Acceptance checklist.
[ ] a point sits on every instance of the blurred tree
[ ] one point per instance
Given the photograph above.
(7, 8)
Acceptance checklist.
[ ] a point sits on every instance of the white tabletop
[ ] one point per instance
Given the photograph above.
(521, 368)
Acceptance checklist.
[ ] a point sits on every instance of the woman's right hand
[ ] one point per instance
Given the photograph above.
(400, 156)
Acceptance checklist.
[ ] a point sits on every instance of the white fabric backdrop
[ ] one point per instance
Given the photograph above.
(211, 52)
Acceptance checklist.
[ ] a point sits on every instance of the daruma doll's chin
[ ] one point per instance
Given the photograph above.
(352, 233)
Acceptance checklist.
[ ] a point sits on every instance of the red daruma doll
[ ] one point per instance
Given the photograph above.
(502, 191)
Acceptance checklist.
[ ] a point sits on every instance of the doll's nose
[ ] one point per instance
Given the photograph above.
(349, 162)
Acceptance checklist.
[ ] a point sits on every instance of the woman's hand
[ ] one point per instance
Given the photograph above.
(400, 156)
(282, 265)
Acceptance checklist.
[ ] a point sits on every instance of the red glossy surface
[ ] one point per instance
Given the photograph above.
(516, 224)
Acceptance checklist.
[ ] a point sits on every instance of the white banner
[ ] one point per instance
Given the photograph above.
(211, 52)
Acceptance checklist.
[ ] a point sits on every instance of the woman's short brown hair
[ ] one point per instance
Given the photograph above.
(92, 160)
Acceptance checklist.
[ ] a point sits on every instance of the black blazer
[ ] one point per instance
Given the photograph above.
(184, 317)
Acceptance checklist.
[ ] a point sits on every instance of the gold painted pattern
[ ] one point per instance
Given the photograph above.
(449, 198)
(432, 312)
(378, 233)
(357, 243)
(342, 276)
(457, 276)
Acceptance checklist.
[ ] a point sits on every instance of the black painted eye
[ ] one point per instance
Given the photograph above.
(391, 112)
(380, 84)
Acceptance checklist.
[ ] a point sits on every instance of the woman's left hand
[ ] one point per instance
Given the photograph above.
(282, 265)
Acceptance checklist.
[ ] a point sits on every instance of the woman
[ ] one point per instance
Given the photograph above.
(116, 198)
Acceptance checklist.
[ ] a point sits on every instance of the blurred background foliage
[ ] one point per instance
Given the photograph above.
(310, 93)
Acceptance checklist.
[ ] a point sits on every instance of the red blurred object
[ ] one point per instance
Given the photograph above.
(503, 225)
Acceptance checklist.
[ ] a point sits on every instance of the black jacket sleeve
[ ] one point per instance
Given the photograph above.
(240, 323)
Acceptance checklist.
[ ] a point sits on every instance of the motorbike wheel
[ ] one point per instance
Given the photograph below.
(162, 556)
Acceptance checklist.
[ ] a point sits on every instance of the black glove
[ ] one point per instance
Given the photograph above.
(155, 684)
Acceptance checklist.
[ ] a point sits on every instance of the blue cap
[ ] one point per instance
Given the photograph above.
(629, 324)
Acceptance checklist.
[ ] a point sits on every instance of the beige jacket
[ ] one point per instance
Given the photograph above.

——

What the exercise asks :: Output every line above without altering anything.

Response to the exercise ::
Acceptance checklist.
[ ] a point sits on every instance of the blurred tree
[ ] one point per instance
Given the photograph above.
(7, 8)
Acceptance checklist.
[ ] a point sits on every instance of the white tabletop
[ ] one point per instance
Given the photograph above.
(521, 368)
Acceptance checklist.
[ ] a point sits on every instance of the woman's right hand
[ ] one point per instance
Given the photograph above.
(400, 156)
Acceptance checklist.
[ ] a point sits on every instance of the white fabric backdrop
[ ] one point per instance
Given the photograph above.
(211, 52)
Acceptance checklist.
[ ] a point sits on every instance of the daruma doll's chin
[ ] one point per instance
Given the photograph above.
(352, 233)
Acceptance checklist.
[ ] a point sits on every instance of the red daruma doll
[ ] one point per instance
Given the photograph above.
(502, 191)
Acceptance checklist.
[ ] a point sits on every instance of the doll's nose
[ ] one point per instance
Given the photograph above.
(349, 162)
Acceptance checklist.
[ ] a point sits on every instance of the woman's hand
[ ] one point per instance
Given the photograph above.
(400, 156)
(282, 265)
Acceptance checklist.
[ ] a point sits on every instance of the red glossy surface
[ ] one point per instance
Given the photograph above.
(516, 224)
Acceptance checklist.
[ ] a point sits on every instance of the white banner
[ ] one point per instance
Given the photograph above.
(211, 52)
Acceptance checklist.
[ ] a point sits on every instance of the woman's short brown hair
[ ] one point per instance
Given the photograph above.
(92, 160)
Acceptance checklist.
[ ] a point sits on every instance of the black blazer
[ ] one point per instance
Given the photograph above.
(184, 317)
Acceptance checklist.
[ ] a point sits on every instance of the gold painted pattern
[ ] one point per instance
Given the photograph above.
(449, 198)
(432, 312)
(378, 233)
(357, 243)
(342, 276)
(457, 276)
Acceptance checklist.
[ ] a point sits on every instance of the black painted eye
[ ] one point per instance
Given the photograph above.
(391, 112)
(380, 84)
Acceptance checklist.
[ ] a point sits on every instance of the woman's left hand
[ ] one point per instance
Given the photograph above.
(282, 265)
Acceptance checklist.
[ ] a point sits on every instance of the woman
[ ] one point per instance
Given the photograph above.
(116, 198)
Acceptance checklist.
[ ] a point sits on every instance of the blurred background foliage
[ ] one point per instance
Given the photograph above.
(310, 93)
Acceptance checklist.
[ ] a point sits on every instance of the red blurred object
[ ] one point per instance
Given the photograph above.
(503, 225)
Acceptance checklist.
[ ] a point sits on every instance of the black jacket sleeve
[ ] one point per instance
Given the photograph above.
(240, 323)
Acceptance checklist.
[ ] a point sits on every instance of the motorbike wheel
[ ] one point per instance
Given the photograph below.
(162, 556)
Acceptance checklist.
[ ] a point sits on every instance of the black glove
[ ] one point per instance
Given the photograph above.
(155, 684)
Acceptance checklist.
[ ] a point sits on every instance of the blue cap
[ ] one point per instance
Given the photograph above.
(629, 324)
Acceptance checklist.
[ ] a point sits on every instance of the beige jacket
[ ] one point per instance
Given the photograph above.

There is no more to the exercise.